■ **Data**

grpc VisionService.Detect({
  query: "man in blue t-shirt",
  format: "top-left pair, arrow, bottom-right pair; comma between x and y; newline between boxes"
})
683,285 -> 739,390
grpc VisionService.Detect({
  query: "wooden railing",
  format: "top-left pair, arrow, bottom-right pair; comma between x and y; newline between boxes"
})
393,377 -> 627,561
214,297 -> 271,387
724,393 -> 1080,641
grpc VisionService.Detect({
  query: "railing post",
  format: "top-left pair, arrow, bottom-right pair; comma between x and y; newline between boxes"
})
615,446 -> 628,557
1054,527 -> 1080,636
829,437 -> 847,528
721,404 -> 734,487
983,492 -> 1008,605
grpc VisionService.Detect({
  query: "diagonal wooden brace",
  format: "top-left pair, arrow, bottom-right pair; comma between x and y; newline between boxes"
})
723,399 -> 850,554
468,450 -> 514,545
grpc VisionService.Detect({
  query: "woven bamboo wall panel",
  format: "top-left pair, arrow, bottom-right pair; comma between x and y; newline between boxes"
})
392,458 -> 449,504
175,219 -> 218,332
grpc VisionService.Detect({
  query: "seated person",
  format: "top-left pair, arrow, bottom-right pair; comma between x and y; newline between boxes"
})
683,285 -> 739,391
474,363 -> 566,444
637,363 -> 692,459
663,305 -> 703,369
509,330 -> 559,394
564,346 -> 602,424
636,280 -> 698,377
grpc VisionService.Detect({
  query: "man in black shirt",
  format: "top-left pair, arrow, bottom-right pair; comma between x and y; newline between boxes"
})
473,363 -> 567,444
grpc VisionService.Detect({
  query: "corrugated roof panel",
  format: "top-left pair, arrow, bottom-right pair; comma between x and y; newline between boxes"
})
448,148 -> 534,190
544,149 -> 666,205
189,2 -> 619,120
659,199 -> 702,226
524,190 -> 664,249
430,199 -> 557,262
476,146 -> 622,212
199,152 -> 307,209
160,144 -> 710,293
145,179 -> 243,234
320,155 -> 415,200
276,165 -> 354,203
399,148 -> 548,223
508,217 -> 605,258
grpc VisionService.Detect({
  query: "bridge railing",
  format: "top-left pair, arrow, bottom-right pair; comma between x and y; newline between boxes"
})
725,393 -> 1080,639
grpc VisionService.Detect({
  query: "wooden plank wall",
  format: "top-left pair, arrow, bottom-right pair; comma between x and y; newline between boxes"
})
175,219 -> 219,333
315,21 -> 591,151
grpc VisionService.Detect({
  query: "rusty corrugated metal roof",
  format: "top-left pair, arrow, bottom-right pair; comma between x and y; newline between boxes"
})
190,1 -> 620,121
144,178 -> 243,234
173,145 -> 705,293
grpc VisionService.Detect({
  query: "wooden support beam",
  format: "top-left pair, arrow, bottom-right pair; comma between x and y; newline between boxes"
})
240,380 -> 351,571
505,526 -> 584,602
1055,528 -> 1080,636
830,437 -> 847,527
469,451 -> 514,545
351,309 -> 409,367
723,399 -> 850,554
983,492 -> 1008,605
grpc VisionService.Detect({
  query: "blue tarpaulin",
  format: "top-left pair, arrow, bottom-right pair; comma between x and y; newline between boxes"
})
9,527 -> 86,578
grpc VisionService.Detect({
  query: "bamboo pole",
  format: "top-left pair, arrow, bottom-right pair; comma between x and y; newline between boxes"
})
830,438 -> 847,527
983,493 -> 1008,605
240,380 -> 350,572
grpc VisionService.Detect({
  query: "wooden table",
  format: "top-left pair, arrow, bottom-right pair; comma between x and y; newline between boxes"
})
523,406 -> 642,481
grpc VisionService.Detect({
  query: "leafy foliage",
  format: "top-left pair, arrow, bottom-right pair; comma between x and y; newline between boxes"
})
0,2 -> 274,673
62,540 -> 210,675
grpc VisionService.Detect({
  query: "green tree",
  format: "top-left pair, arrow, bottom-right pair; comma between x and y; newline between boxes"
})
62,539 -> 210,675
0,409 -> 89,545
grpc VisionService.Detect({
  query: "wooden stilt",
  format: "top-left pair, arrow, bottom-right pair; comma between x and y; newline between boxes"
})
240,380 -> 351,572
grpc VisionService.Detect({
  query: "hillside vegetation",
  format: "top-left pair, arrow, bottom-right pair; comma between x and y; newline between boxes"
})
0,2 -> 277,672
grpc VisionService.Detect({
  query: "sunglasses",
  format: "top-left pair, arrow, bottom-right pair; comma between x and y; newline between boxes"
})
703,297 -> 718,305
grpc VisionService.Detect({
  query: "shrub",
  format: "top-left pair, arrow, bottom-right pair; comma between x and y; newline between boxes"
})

■ **What you need to do**
Which lines in the listing above hold the word "corrugated"? Show each of them.

■ **Answer box**
  query: "corrugated roof panel",
  query: "rusty corrugated metal roof",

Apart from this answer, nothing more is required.